给定最多50个炮台， 50个基地，50个供电厂的位置，并且每个炮台攻击范围为L，而对于每个基地，摧毁它或者摧毁他的供电设施会使他无法工作，求使这些基地都无法工作最少需要的能量为多少（攻击一次能量消耗为距离的平方和）

思路：对于每个基地，摧毁它显然要选择能量最少的炮台，供电厂也同样。那么其实就是一个最小割模型。

对于S，对每个基地i建一条流量为摧毁它能量大小的边

对于T，建一条供电厂j到T，流量为摧毁它能量大小的边

对于基地i与供电厂j，如果供电厂j给基地供电，建i->j,流量为Inf的边，

最后跑一边最大流即可

 // BEGIN CUT HERE
 /*
 
 */
 // END CUT HERE
 #line 7 "GreenWarfare.cpp"

— 任务说明 —
根据上方给定文本回答下列问题，每题一行：
(a) 每个炮台的攻击范围用哪个字母表示？
(b) 为供电厂j建的边连向哪里，流量为多少？
(c) 若供电厂j给基地i供电，i->j这条边的流量是多少？

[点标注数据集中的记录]
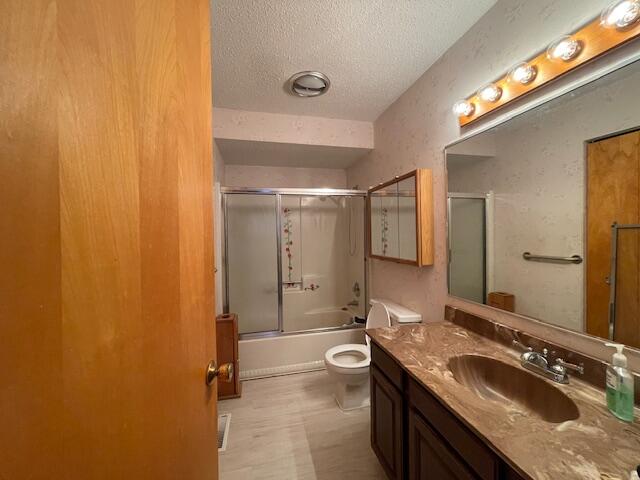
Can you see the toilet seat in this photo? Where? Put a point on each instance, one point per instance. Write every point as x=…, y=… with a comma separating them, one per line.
x=344, y=358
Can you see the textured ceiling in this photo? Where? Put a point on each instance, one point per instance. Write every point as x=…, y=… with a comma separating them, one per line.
x=243, y=152
x=372, y=50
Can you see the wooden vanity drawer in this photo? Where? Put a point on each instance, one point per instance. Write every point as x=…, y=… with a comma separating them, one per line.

— 书面作答 —
(a) L。
(b) 连向T，流量为摧毁该供电厂所需的能量大小。
(c) Inf。